Coordinate annotation entries:

• • • • •

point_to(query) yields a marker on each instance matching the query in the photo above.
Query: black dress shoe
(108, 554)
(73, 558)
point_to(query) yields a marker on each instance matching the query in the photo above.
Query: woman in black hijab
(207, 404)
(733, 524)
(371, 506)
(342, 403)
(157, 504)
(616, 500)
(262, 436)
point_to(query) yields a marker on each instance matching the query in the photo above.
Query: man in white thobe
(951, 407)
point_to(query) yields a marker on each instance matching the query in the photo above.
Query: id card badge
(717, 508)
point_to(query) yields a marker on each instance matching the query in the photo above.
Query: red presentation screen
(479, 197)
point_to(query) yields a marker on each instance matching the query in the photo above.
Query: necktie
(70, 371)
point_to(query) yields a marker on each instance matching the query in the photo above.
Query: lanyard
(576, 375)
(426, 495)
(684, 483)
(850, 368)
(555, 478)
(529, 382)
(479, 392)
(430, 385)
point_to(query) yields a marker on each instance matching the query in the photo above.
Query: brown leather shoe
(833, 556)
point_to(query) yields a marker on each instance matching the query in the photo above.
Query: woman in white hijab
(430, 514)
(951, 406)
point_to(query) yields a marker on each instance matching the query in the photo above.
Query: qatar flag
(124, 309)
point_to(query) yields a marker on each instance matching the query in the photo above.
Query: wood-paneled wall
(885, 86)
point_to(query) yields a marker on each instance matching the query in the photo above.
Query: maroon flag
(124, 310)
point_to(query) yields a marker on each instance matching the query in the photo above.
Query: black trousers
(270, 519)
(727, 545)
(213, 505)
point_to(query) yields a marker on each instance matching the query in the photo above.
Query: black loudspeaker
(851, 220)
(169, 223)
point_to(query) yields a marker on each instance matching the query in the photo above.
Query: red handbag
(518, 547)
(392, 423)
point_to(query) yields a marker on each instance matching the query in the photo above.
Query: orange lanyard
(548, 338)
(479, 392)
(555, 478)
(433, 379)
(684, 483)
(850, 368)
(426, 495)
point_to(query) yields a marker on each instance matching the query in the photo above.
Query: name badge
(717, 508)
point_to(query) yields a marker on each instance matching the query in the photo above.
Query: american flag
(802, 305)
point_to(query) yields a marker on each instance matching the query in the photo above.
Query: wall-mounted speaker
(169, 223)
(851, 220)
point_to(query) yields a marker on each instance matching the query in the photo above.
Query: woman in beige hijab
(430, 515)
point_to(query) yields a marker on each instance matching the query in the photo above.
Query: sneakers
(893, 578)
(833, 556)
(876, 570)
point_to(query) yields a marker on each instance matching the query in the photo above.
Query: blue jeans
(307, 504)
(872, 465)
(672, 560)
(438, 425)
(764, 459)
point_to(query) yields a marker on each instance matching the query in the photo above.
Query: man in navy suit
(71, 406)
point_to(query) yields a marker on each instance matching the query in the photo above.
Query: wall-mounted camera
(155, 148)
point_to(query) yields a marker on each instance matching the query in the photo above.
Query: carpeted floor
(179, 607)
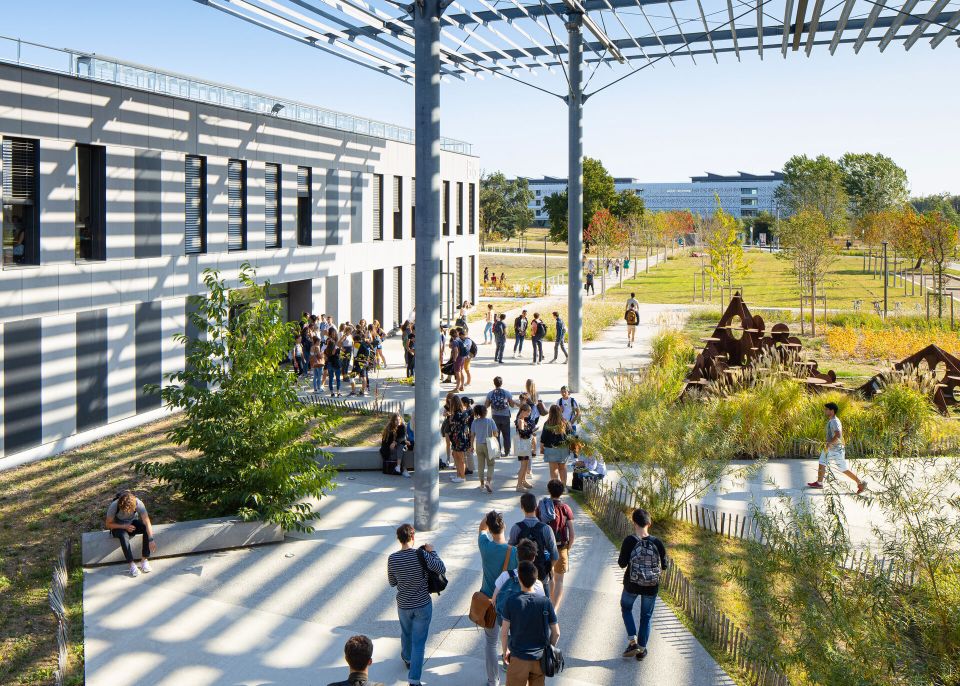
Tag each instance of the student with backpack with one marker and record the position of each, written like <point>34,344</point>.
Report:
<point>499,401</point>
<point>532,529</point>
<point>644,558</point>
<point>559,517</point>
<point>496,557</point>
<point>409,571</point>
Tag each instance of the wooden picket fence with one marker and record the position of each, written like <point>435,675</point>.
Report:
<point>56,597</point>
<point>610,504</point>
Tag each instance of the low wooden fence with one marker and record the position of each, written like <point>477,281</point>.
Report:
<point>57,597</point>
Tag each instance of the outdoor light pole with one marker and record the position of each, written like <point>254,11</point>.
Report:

• • • • •

#### EXERCISE DETAILS
Reproduce every one of the entries above word for word, and leave the pictures out of your copy.

#### RESPONSE TO THIS TASK
point_to(query) yields a marker on each instance matching the query in the photo above.
Query: black dress shoe
(108, 554)
(73, 558)
point_to(query) yields a marker on each instance matching the query in the photo above.
Query: woman in black hijab
(207, 404)
(733, 524)
(371, 506)
(342, 403)
(157, 504)
(616, 500)
(262, 436)
point_to(query) yields a marker on each instance matching the query in the photo above.
Query: man in white thobe
(951, 407)
point_to(query) yields a marker on each instance matching the query in the photo above.
Query: id card badge
(717, 508)
point_to(query) yields a marker on each instance matching the query in the photo above.
Query: red presentation screen
(479, 197)
point_to(query) yields a marker on each instance matching the query in the photo above.
Query: necktie
(70, 371)
point_to(query) yields a marker on each instance matching the query in the photo above.
Query: lanyard
(576, 375)
(426, 495)
(684, 483)
(850, 368)
(555, 478)
(529, 382)
(479, 392)
(430, 385)
point_to(query) yields a marker on each instance matching the query in the photo above.
Query: brown leather shoe
(833, 556)
point_to(query) yields a marker on each instance matching the query in the photo above.
Query: woman in white hijab
(430, 514)
(951, 406)
point_to(query) yields a marker on each instance matching the query in the photo above.
Query: qatar flag
(124, 309)
point_to(query) yields a marker on each instance matching the query in the photo above.
Query: wood-paneled wall
(885, 86)
point_to(query) yields a marker on each instance matching the query in the photo above.
Query: maroon flag
(124, 310)
point_to(query) yields a marker on each instance matching the query in the photo above.
Query: black trousers
(270, 519)
(727, 545)
(213, 505)
point_to(query) yields a marker on each instance matching the query in the photo above.
Query: black loudspeaker
(851, 220)
(169, 223)
point_to(query) yields a marker on each instance matching the query in the photo above.
Query: red handbag
(518, 547)
(392, 423)
point_to(query) yields a marker on each instance matching the query in the photo above.
Query: orange lanyard
(548, 338)
(479, 392)
(555, 478)
(433, 379)
(684, 483)
(850, 368)
(426, 495)
point_to(query) yields a marker on each instance matching the query in the photo above.
Query: name badge
(717, 508)
point_to(query) yields a marker on each instance matching the query in the photo above.
Query: american flag
(802, 305)
point_to(query) yields a marker on each instance matching the query in the photo above.
Query: wall-mounted speaker
(169, 223)
(851, 220)
point_to(query) yields a marker on each instance matching the query in the photo above.
Query: woman in beige hijab
(430, 515)
point_to(query) yields a marker on each instance matching the query in the photo above.
Query: sneakers
(893, 578)
(833, 556)
(876, 570)
point_to(query) yields a marker on each instance matching the query in the photo above.
Query: blue jeans
(307, 504)
(872, 465)
(672, 560)
(438, 425)
(764, 459)
point_to(query) yields a marker on each instance matching the query in the photo above.
Query: man in navy suit
(71, 406)
point_to(query) yields a marker on each instance matching the query in the photo above.
Query: wall-mounted camera
(155, 148)
point_to(query) yields a marker on each instance matching the query in the photo above.
Query: carpeted floor
(179, 607)
Tag each instance of the student with backpack with one marker and record the position of each, written like <point>34,344</point>.
Report:
<point>499,401</point>
<point>532,529</point>
<point>644,558</point>
<point>559,517</point>
<point>496,557</point>
<point>409,571</point>
Tag each instance of the wooden picket fence with one marker and record the position of each, written like <point>435,675</point>.
Report:
<point>56,597</point>
<point>610,504</point>
Tag each instance of the low wooden fence with one marker and record the position of each, written like <point>477,281</point>.
Report:
<point>57,597</point>
Tag each instance of the outdoor light pole with one marker and record the position of each, written like <point>254,11</point>.
Report:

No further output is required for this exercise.